Region segmentation data:
# # #

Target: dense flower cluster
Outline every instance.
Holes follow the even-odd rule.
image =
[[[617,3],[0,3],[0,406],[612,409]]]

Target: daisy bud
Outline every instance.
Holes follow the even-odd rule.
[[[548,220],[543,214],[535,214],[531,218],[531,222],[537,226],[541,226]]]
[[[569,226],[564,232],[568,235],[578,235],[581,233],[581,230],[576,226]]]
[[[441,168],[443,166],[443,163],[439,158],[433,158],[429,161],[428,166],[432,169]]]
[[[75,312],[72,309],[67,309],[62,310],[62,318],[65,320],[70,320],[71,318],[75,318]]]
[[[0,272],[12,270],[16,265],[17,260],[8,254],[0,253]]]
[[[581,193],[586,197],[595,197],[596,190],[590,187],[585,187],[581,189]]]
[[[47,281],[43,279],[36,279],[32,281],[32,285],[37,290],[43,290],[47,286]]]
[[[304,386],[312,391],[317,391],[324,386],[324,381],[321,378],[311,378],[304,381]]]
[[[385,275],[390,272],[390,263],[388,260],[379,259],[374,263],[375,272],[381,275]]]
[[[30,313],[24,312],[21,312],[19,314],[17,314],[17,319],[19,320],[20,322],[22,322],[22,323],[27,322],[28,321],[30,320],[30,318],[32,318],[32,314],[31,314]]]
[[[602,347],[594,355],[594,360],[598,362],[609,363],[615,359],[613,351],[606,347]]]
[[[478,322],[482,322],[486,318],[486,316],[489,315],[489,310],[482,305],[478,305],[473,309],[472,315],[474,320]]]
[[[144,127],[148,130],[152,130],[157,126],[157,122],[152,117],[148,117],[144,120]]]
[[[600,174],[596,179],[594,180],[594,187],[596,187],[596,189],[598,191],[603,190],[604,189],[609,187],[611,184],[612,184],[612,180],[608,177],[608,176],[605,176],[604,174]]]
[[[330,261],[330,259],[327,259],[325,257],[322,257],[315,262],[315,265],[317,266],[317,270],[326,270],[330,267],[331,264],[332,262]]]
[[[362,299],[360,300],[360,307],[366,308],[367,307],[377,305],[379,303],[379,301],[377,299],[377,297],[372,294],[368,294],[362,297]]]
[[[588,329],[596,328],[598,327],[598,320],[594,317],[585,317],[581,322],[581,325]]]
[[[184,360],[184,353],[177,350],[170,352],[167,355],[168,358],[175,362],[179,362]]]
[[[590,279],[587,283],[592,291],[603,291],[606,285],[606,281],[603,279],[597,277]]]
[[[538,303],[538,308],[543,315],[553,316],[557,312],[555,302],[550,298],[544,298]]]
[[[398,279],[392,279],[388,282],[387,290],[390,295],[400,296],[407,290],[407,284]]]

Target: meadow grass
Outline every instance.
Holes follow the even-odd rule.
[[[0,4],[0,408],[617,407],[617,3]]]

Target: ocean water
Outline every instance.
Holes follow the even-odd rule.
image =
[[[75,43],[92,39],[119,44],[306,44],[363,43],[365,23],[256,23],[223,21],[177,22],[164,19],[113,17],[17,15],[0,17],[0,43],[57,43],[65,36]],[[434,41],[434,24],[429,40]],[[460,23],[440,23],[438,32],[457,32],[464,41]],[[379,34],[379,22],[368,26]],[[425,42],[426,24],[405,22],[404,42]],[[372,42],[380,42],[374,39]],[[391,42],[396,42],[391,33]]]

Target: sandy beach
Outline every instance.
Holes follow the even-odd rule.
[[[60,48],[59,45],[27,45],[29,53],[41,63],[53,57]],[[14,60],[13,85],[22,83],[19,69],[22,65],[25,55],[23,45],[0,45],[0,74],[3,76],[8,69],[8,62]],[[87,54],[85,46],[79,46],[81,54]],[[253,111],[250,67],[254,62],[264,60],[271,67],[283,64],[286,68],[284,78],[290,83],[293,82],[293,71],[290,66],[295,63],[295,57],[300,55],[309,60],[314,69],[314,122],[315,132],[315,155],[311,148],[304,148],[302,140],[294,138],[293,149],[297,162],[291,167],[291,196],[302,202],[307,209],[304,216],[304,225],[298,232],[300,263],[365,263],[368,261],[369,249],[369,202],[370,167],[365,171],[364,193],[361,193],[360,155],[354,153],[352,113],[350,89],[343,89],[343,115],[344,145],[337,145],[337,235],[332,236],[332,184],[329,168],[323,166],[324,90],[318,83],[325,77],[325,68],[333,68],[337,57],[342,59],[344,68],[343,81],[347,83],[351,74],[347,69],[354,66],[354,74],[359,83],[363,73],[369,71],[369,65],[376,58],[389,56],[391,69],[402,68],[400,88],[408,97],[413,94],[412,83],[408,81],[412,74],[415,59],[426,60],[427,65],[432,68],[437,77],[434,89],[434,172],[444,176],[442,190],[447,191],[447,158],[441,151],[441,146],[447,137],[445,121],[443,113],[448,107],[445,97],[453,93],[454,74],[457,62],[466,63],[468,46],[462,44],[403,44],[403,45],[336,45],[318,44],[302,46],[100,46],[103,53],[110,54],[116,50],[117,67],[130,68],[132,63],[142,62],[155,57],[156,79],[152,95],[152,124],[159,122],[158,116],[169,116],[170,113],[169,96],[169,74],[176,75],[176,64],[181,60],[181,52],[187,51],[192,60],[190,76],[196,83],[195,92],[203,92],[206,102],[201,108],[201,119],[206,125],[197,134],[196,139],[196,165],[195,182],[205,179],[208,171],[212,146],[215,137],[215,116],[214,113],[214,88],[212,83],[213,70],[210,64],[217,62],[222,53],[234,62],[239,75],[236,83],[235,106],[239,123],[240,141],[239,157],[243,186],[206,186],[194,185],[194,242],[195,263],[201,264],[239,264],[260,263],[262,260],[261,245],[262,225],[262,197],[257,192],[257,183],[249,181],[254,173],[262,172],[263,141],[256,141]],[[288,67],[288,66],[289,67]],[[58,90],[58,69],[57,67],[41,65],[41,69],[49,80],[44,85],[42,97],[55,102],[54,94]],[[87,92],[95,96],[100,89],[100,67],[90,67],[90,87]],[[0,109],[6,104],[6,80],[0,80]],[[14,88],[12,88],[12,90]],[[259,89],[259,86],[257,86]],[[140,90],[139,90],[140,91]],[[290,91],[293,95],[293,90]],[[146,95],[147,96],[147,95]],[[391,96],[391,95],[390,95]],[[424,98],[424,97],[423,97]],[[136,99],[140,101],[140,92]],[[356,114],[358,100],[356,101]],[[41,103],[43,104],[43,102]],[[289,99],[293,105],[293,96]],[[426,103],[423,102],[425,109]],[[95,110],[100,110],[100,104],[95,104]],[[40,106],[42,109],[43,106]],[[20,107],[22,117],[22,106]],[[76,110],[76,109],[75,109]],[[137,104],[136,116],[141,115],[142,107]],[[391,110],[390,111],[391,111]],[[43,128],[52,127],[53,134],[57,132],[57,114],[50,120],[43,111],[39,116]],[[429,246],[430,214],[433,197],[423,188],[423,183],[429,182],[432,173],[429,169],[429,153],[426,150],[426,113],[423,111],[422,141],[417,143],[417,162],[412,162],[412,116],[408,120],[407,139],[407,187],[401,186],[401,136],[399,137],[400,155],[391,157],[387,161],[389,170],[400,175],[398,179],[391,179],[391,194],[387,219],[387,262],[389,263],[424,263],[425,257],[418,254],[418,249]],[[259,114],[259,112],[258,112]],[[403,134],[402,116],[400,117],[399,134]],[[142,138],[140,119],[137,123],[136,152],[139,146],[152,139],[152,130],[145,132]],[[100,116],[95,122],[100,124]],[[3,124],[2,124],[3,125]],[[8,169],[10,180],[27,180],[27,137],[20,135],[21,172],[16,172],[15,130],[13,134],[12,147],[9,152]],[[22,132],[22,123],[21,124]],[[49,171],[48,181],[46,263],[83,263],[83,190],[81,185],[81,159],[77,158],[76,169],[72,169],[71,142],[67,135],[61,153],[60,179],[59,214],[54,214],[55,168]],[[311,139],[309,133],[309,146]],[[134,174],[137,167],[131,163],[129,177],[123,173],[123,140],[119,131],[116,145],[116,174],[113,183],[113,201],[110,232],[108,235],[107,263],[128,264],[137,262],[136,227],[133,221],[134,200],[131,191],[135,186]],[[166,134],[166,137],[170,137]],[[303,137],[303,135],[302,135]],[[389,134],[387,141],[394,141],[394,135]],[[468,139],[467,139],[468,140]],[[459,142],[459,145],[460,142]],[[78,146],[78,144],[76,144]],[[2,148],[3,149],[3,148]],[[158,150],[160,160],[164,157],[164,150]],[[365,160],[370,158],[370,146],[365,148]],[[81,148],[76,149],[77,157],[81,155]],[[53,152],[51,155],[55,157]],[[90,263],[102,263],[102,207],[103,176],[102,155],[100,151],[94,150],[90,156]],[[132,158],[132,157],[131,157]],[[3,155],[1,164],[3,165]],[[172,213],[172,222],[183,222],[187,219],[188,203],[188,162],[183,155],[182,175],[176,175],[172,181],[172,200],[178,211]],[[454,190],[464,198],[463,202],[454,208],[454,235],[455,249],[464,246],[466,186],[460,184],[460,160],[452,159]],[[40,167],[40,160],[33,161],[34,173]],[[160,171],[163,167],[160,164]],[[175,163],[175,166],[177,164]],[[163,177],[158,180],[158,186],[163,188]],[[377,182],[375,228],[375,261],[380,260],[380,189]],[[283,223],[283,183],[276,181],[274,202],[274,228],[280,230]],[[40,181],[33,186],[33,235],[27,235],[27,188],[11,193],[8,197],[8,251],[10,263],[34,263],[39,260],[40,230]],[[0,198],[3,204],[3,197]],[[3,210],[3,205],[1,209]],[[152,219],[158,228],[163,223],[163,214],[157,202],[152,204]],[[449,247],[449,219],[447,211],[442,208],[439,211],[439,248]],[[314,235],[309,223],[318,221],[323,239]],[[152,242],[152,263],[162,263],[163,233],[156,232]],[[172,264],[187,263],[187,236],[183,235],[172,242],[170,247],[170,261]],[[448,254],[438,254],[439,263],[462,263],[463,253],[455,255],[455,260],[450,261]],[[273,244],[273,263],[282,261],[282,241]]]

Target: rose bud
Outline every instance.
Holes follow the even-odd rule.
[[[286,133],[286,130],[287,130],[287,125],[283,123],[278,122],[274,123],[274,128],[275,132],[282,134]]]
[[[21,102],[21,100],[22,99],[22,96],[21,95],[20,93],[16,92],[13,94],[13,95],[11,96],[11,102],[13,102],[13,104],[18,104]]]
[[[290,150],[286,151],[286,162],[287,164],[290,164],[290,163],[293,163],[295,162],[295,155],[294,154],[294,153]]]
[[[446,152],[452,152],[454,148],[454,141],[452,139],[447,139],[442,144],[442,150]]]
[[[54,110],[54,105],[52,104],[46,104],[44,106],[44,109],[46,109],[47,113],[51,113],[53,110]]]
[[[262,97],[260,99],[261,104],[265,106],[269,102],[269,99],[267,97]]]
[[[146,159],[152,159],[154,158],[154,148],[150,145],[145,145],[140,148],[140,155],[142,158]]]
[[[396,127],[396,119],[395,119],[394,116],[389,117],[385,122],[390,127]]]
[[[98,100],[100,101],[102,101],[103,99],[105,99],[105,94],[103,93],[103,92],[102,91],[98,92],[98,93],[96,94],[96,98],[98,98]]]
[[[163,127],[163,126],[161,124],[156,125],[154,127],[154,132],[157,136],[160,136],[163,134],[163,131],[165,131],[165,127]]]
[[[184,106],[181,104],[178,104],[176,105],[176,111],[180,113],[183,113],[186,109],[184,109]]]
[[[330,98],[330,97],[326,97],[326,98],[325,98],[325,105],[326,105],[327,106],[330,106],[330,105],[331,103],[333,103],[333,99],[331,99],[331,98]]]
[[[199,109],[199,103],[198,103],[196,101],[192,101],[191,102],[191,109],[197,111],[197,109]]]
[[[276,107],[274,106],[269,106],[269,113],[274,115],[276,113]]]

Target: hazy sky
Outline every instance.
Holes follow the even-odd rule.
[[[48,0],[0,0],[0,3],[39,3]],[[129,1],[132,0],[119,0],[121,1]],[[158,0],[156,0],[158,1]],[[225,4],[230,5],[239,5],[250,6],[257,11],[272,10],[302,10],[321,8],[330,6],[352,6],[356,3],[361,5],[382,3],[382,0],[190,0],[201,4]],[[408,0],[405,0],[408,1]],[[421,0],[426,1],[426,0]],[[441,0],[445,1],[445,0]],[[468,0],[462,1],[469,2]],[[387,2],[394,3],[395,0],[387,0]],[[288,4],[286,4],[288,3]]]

# # #

- _PROBLEM DESCRIPTION_
Starting at the first line of the entries and ending at the line containing "[[[617,3],[0,3],[0,406],[612,409]]]", reproduce those lines with "dense flower cluster" swapped for "flower cluster" and nothing else altered.

- _ANSWER_
Target: flower cluster
Outline every instance.
Holes follow the even-odd rule.
image =
[[[617,3],[0,3],[0,406],[612,409]]]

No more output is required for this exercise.